→ **CHALLENGE A**:
Which lines in the entries contain the string "dark"? Return each of those lines in full, treating uppercase and lowercase as different.

→ **DOCUMENT**:

AMR PAR
From HP-SEE Wiki
General Information
- Application's name: Parallel algorithm and program for the solving of continuum mechanics equations using Adaptive Mesh Refinement
- Application's acronym: AMR_PAR
- Virtual Research Community: VRC "Computational Physics"
- Scientific contact: Boris RYBAKIN, rybakin@math.md
- Technical contact: Nicolai ILIUHA, nick@renam.md
- Developers: Dr. habil. Boris RYBAKIN,Institute of Mathematics and Computer Science, Laboratory of Mathematical Modelling, Republic of Moldova
- Web site: http://www.math.md/en/
Short Description
Many complex problems of continuum mechanics are numerically solved on structured or unstructured grids. To improve the accuracy of the calculations is necessary to choose a sufficiently small grid (with a small cell size). This leads to the drawback of a substantial increase of computation time. Therefore, for the calculations of complex problems in recent years the method of Adaptive Mesh Refinement (AMR) is applied. That is, the grid refinement is performed only in the areas of interest of the structure, where e.g. the shock waves are generated, or a complex geometry or other such features exist. Thus, the computing time is greatly reduced. In addition, the execution of the application on the resulting sequence of nested, decreasing nets can be parallelized. For the arrays with dimension up to 128x128x128 the application AMR_PAR can still be executed in Grid. For higher-dimensional arrays, which are of practical interest, the delays in sending messages is greatly increasing the run time of the application, and the use of the HPC solution becomes mandatory.

→ **CHALLENGE B**:
Do the following statements agree with the AMR_PAR wiki page above? Answer yes or no for each and quote the deciding words of the page verbatim.
(i) The scientific contact for AMR_PAR is Nicolai ILIUHA.
(ii) Grid refinement is carried out only in the areas of interest of the structure.
(iii) AMR_PAR can still be executed in Grid for arrays with dimension up to 128x128x128.

→ **MATERIAL FOR THIS EXERCISE**:
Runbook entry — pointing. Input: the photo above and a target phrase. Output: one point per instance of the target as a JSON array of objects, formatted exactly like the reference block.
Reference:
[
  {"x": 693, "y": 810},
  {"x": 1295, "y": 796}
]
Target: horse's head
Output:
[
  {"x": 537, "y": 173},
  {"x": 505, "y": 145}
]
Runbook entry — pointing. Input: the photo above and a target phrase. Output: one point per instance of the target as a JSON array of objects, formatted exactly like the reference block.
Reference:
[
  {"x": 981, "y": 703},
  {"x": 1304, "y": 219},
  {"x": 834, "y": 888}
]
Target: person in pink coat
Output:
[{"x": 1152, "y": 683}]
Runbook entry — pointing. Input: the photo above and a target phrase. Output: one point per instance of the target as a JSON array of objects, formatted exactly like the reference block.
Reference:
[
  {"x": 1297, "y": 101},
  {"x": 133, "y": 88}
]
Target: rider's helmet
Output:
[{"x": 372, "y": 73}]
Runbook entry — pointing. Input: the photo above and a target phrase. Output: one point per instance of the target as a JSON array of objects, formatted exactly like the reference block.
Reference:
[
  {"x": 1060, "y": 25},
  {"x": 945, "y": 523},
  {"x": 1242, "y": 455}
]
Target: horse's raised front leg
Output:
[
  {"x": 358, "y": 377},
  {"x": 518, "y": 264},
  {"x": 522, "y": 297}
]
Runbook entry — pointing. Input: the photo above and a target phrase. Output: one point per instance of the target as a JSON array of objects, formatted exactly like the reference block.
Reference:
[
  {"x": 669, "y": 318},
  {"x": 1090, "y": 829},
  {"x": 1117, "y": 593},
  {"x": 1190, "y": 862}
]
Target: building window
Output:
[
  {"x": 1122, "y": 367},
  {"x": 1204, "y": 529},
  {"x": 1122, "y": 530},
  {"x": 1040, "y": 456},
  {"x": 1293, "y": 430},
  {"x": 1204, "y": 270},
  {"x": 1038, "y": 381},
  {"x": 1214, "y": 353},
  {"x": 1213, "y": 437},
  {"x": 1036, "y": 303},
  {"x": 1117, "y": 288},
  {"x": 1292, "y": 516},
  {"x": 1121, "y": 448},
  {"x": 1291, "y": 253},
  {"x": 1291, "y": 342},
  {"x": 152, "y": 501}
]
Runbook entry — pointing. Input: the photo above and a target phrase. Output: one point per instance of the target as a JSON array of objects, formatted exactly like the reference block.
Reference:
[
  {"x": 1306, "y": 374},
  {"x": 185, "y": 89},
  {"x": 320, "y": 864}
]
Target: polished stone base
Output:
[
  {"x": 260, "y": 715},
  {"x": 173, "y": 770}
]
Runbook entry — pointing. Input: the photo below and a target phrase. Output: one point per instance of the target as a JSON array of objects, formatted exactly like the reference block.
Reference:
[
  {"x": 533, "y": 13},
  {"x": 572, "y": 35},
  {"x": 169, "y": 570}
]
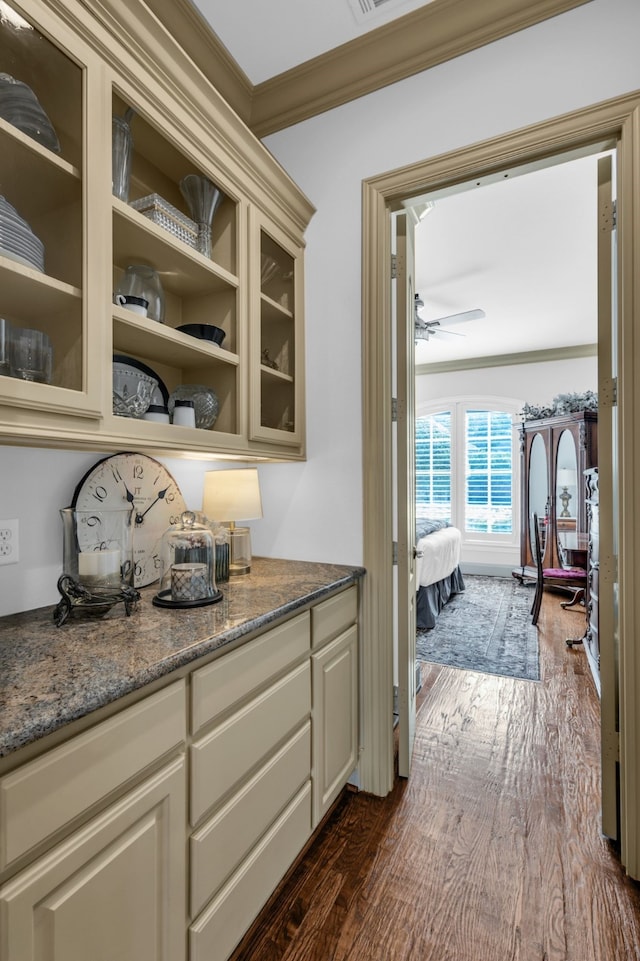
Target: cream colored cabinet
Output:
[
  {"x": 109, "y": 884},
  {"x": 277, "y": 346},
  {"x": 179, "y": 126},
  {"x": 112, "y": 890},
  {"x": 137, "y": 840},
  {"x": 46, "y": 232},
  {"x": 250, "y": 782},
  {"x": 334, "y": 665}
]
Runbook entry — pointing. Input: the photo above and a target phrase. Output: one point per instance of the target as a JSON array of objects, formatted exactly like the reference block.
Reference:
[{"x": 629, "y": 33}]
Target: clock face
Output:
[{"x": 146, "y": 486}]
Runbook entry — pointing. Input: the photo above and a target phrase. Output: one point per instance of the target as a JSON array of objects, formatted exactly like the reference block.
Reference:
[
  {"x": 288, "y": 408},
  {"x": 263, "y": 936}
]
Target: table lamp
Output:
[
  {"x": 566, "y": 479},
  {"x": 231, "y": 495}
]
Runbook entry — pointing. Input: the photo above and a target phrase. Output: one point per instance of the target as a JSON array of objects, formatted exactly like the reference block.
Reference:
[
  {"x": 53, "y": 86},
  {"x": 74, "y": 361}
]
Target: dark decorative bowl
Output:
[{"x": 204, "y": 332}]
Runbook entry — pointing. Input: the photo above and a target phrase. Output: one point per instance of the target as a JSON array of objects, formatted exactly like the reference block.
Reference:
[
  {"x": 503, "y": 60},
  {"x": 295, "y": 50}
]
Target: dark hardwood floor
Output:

→ **EXERCISE OUTPUT A**:
Target: dark decorative bowl
Target: dark hardwood floor

→ **EXERCISE OUTPUT B**:
(i) No: "Scientific contact: Boris RYBAKIN, rybakin@math.md"
(ii) Yes: "the grid refinement is performed only in the areas of interest of the structure"
(iii) Yes: "For the arrays with dimension up to 128x128x128 the application AMR_PAR can still be executed in Grid."